Document:
Start

Jyoti then talked about his experiences as Chief Architect at Wily Technology, and why first generation APM was no longer serving the needs of customers in today’s modern distributed applications. Jyoti then talked about the core design principles and cultural values behind AppDynamics as a company, specifically outlining the importance of solving real problems, and why it’s critical for AppDynamics to make our customers successful. “When you buy software from AppDynamics, you’re getting a partner, not just software.”
Jyoti then finished with a call to action for attendees, asking them to be very open with feedback “Tell us what you need, help us solve your real problems – we want to become the undisputed leader in APM and can’t do this without you.”
Using AppDynamics in a highly distributed Java System Z environment:
This session was lead by Stephan Ehlen, Systems Architect at Provinzial and Mirko Novakovic, CEO of Codecentric AG. Running Java on System Z might sound like a complex, expensive and unnatural proposition for many. For Provinzial, Application Performance Management (APM) played a critical role in ensuring their applications and business was able to perform on System Z. Stephan talked about the limitations and challenges he faced around ensuring application performance and scalability.

Mirko then gave a great insight into the common problems and resource constraints of using Java on System Z, specifically around remote invocations, session management and data access. “Using SOAP might sound cool, but its actually a very expensive activity when you’re forced to marshal and un-marshal data between JVMs.” He then talked about the need to use binary protocols, so serialization and latency were kept to a minimum.
Stephan then gave a brief history of their brief experiences using toolsets from IBM, HP and dynaTrace before they eventually settled with AppDynamics in 2011. Stephan then highlighted the fact that “AppDynamics was able to auto-discover 95% of our application out-of-the-box, meaning I can spend more time managing application performance than telling my APM solution what to monitor.”
“With System Z the truth is always in Production,” added Mirko, explaining the fact that developers can only test components of an application in isolation using tools like profilers. Overall a great, deep insight into the world of managing Java application performance on System Z.
AppDynamics 2012 Product Roadmap
Next up was Bhaskar Sunkara, our VP of Product Experience. This was probably one of the most exciting product roadmap sessions I’ve ever witnessed – the level of interaction and excitement in the room from customers was simply staggering. To see customers engaged, firing questions at Bhaskar left, right and center was a sure sign that our roadmap was compelling. Bhaskar’s uncanny ability to pre-empt questions and give customers confident answers that AppDynamics would deliver, was pretty inspiring. For obvious reasons I can’t reveal our product roadmap here in this blog, needless to say this session went down extremely well with attendees.

End

Task description:
Transcribe the part of the conference recap that begins at the words "Stephan then gave" and stops after the words "performance on System Z.". The listing that follows comes from a separate source and is unrelated to the conference recap.

Given material:
Start

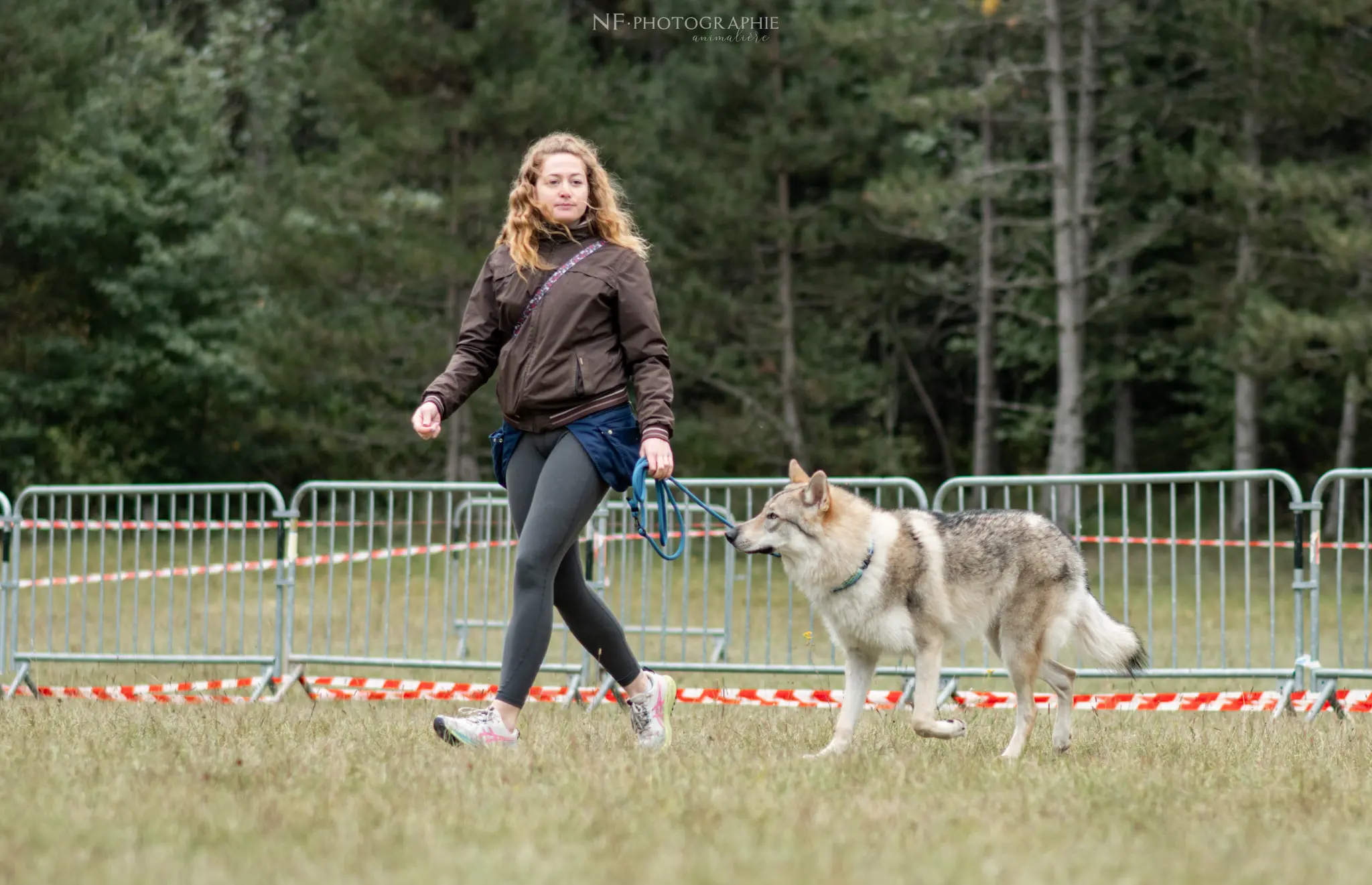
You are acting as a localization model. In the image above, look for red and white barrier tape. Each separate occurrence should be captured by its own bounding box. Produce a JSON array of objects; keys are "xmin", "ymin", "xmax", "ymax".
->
[{"xmin": 5, "ymin": 677, "xmax": 1372, "ymax": 713}]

End

Written solution:
Stephan then gave a brief history of their brief experiences using toolsets from IBM, HP and dynaTrace before they eventually settled with AppDynamics in 2011. Stephan then highlighted the fact that “AppDynamics was able to auto-discover 95% of our application out-of-the-box, meaning I can spend more time managing application performance than telling my APM solution what to monitor.”
“With System Z the truth is always in Production,” added Mirko, explaining the fact that developers can only test components of an application in isolation using tools like profilers. Overall a great, deep insight into the world of managing Java application performance on System Z.